→ Gegeven tekst
▽

Onderwijsinstellingen die bezwaar maken tegen de terugvordering door staatssecretaris Rutte van ‘onterecht verkregen bekostiging’ tussen 1996 en 2002 lijken opnieuw aan het langste eind te trekken. De rechtbank van Breda heeft in een bezwaar van het ROC West-Brabant bepaald dat het ministerie na de toekenning van de subsidie maar één jaar de tijd had om correcties toe te passen. Daarna is de bekostiging onherroepelijk geworden.
In augustus 2005 haalde de rechtbank van Leeuwarden in een bezwaar van de Christelijke Hogeschool Nederland de onderbouwing van een groot deel van de claims al onderuit op inhoudelijke gronden. De staatssecretaris is tegen dat vonnis in beroep gegaan. Nu komt daar een voor Rutte ongunstige uitspraak op procedurele gronden bij. Als het vonnis van Breda in hoger beroep standhoudt, kan het ministerie de claims verder wel vergeten.

△

→ Aangeleverde gegevens
▽

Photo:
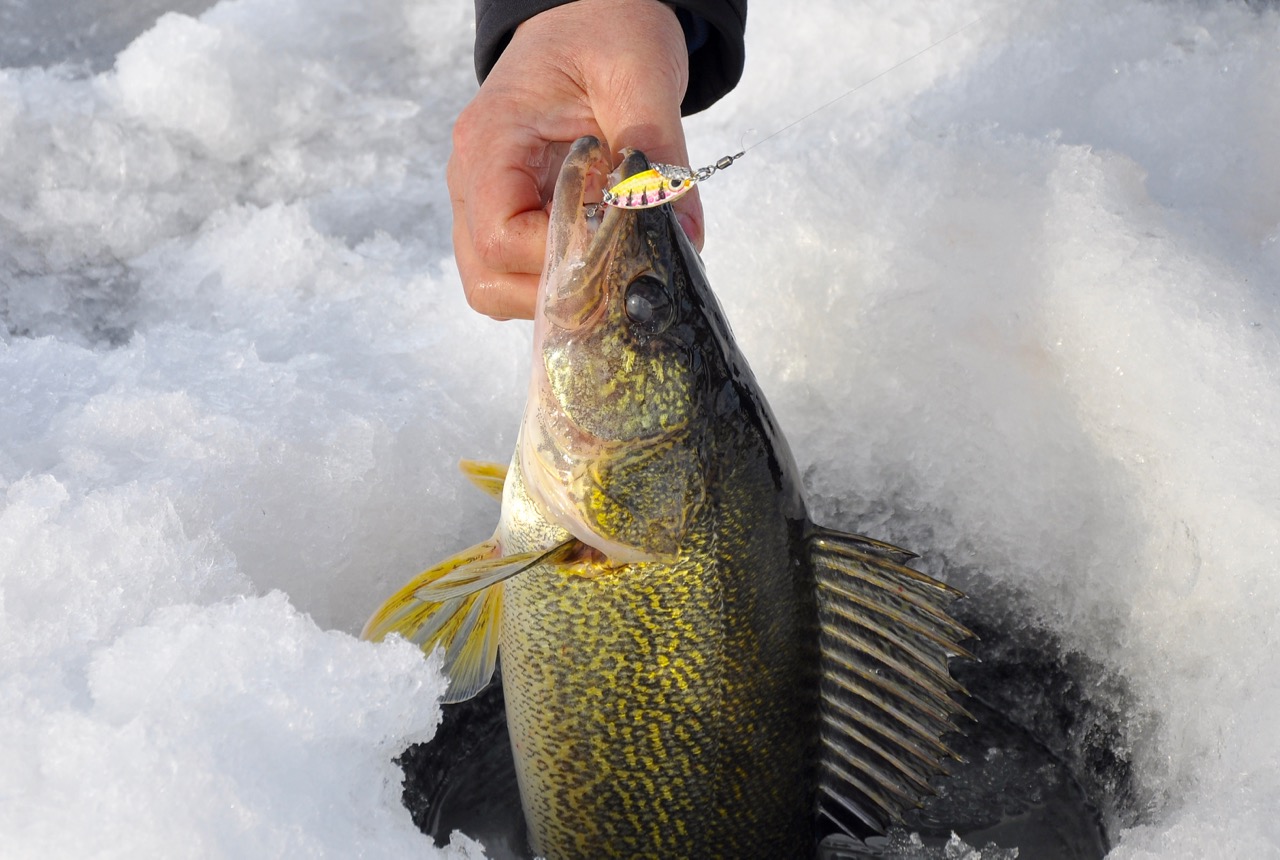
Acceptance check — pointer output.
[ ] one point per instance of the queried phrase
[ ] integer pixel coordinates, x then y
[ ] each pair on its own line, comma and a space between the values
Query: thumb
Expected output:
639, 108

△
▽

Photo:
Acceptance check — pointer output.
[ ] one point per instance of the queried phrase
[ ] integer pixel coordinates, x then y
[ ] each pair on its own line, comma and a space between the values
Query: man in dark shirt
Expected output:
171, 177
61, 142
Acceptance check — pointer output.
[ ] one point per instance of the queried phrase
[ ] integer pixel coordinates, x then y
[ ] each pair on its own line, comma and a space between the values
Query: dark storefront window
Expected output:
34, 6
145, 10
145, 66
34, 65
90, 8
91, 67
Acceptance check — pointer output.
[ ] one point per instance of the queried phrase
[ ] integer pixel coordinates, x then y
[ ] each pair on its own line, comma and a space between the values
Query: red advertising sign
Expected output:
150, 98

△
▽

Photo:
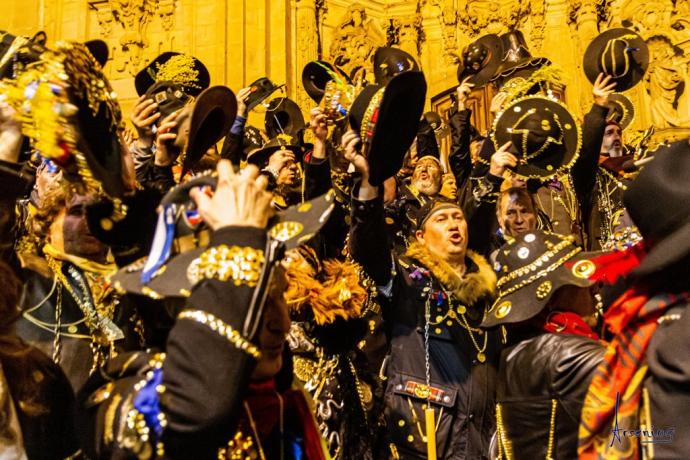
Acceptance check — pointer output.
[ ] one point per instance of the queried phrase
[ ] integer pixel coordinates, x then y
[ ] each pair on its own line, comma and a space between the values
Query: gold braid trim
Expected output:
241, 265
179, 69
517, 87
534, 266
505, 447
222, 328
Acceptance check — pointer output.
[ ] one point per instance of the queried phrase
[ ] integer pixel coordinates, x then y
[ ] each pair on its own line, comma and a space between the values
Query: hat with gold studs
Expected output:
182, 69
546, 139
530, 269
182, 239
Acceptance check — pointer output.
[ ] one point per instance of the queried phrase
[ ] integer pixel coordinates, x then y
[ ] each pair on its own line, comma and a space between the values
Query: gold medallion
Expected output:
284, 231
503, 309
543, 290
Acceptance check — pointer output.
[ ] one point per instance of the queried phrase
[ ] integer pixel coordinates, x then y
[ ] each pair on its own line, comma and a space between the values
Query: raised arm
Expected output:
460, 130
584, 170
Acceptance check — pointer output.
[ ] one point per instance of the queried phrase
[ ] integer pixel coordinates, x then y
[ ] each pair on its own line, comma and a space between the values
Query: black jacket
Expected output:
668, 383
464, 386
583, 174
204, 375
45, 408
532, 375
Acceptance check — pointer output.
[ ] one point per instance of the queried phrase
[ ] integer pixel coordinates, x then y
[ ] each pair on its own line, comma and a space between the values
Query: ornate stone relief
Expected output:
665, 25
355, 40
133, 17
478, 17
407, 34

△

→ Te verrichten werk
[a] Vat de gegeven tekst hierboven samen in twee zinnen.
[b] Verzamel uit de lijst hierboven elke regel waarin de string "dark" voorkomt.

→ Uitvoer op volgorde
[a] Onderwijsinstellingen die bezwaar maken tegen de terugvordering van bekostiging uit de periode 1996 tot en met 2002 door staatssecretaris Rutte lijken opnieuw aan het langste eind te trekken, omdat de rechtbank van Breda in een bezwaar van het ROC West-Brabant heeft bepaald dat het ministerie na de toekenning van de subsidie maar één jaar had om correcties toe te passen. Eerder haalde de rechtbank van Leeuwarden de onderbouwing van een groot deel van de claims al op inhoudelijke gronden onderuit, en als het vonnis van Breda in hoger beroep standhoudt, kan het ministerie de claims verder wel vergeten.

[b]
Query: man in dark shirt
Query: dark storefront window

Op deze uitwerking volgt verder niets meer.